SET TASK A:
Reproduce everything from "The Liberal Democratic" down to "member of it." in the text on Italy's Liberal Democratic Party, renaming "PLD" to "LDP" wherever it occurs.
SET TASK B:
According to the text on Italy's Liberal Democratic Party, who led NOS?

- Abbreviation: PLD
- Secretary: Luigi Marattin
- President: Andrea Marcucci
- Founded: 8 March 2025; 18 months ago
- Headquarters: Via Vittorio Veneto, 7; 00187 Rome;
- Ideology: Liberalism Economic liberalism Libertarianism
- Political position: Centre-right
- European affiliation: ALDE Party
- Colors: Azure Yellow
- Chamber of Deputies: 1 / 400
- Senate: 0 / 205
- European Parliament: 0 / 76
- Regional Councils: 0 / 896

Website
- www.partitoliberaldemocratico.com

= Liberal Democratic Party (Italy) =

Political party in Italy

The Liberal Democratic Party (Partito Liberaldemocratico, PLD) is a liberal political party in Italy. Its leaders are Luigi Marattin and Andrea Marcucci. The PLD inherited one of its forerunners' membership of the ALDE Party and is now a full member of it.

==History==
As both Action and the electoral list of United States of Europe — a joint list led primarily by Italia Viva and More Europe — failed to meet the electoral threshold at the 2024 European Parliament election in Italy, thus not electing any MEPs, Luigi Marattin (Italia Viva) and Enrico Costa (Action) published a letter on Change.org advocating for the creation of a unitary party to represent liberal voters in Italy. They emphasized that the party's leadership should be fairly contestable and that the party's political stance should remain independent from both the centre-right and the centre-left.

Following his party's defeat in the European election, Italia Viva's leader Matteo Renzi announced that the "Third Pole" instead be led by a third person; however, he later joined the centre-left coalition. Marattin condemned Renzi's statement, arguing that such a decision should be made by the party congress. In September, Marattin left Italia Viva and founded a political association called Liberal Horizons, with the goal of creating a roadmap for the establishment of a unitary liberal party, together with NOS, led by Alessandro Tommasi, and the European Liberal Democrats, led by Andrea Marcucci. A few days later, Costa left Action, after Carlo Calenda formed an alliance with the centre-left and the Five Stars Movement for the 2024 Ligurian regional election, and rejoined his former party of Forza Italia.

DATA EXTRACT:
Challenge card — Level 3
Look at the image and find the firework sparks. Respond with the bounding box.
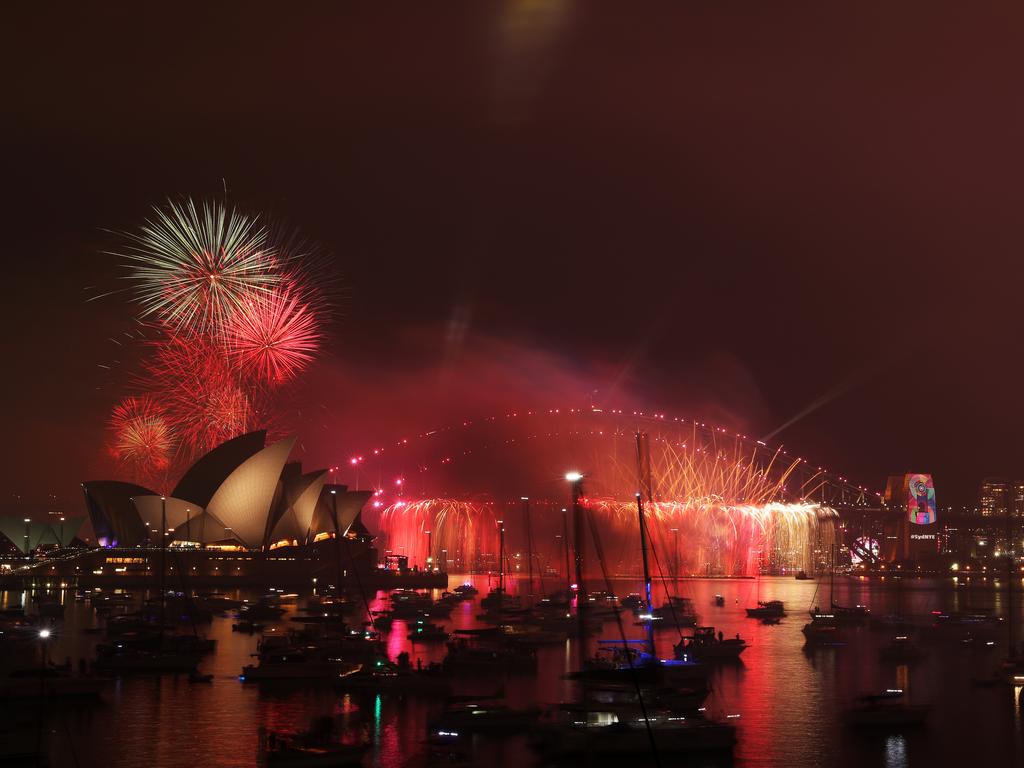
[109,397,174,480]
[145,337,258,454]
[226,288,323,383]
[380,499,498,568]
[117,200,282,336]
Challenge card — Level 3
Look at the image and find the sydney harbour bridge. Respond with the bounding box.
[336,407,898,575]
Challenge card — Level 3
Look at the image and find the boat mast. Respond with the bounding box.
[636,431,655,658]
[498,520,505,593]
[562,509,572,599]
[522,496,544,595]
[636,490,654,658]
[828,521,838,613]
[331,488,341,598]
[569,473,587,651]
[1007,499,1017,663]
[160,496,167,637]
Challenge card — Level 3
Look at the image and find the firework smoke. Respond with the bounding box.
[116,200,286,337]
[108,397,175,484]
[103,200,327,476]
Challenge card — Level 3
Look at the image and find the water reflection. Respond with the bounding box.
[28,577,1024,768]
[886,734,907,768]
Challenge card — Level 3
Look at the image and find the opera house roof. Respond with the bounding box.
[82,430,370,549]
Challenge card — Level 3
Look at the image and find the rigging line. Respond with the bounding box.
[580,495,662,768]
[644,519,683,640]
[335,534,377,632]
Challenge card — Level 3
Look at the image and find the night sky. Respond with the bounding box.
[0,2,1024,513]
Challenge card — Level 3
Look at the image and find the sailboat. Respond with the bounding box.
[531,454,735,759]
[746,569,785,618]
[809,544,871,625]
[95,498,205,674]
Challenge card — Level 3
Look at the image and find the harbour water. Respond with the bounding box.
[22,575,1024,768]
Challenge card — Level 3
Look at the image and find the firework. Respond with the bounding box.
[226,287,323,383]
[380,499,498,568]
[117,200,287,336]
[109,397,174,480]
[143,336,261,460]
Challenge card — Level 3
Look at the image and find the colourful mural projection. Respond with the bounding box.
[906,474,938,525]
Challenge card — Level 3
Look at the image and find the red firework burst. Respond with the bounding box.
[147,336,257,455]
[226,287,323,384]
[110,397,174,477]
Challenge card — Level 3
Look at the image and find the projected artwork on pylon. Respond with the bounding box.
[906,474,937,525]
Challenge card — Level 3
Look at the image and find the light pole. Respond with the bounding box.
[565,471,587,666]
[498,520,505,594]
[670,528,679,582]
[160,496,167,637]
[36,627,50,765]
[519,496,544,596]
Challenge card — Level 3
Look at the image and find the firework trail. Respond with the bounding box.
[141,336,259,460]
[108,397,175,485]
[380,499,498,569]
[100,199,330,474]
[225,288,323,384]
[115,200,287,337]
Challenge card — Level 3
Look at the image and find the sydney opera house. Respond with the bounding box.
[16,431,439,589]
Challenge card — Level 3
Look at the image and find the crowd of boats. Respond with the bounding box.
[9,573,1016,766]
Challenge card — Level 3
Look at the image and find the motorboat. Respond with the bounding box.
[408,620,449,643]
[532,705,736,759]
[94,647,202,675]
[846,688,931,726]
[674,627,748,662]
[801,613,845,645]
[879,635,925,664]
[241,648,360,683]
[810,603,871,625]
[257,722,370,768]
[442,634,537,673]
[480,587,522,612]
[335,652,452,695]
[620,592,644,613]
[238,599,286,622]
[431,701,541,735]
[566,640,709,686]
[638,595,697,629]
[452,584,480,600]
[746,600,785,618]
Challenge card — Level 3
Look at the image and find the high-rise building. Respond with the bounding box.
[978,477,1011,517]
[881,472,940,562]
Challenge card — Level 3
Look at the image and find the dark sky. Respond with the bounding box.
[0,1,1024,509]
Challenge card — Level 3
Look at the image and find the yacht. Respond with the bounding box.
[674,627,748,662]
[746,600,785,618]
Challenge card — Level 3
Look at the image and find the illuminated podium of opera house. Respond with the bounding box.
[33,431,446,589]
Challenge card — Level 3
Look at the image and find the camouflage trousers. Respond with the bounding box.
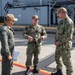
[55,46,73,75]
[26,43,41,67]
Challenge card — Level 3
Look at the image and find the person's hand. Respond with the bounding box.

EXERCISE OUTPUT A:
The Liberal Democratic Party (Partito Liberaldemocratico, LDP) is a liberal political party in Italy. Its leaders are Luigi Marattin and Andrea Marcucci. The LDP inherited one of its forerunners' membership of the ALDE Party and is now a full member of it.

EXERCISE OUTPUT B:
Alessandro Tommasi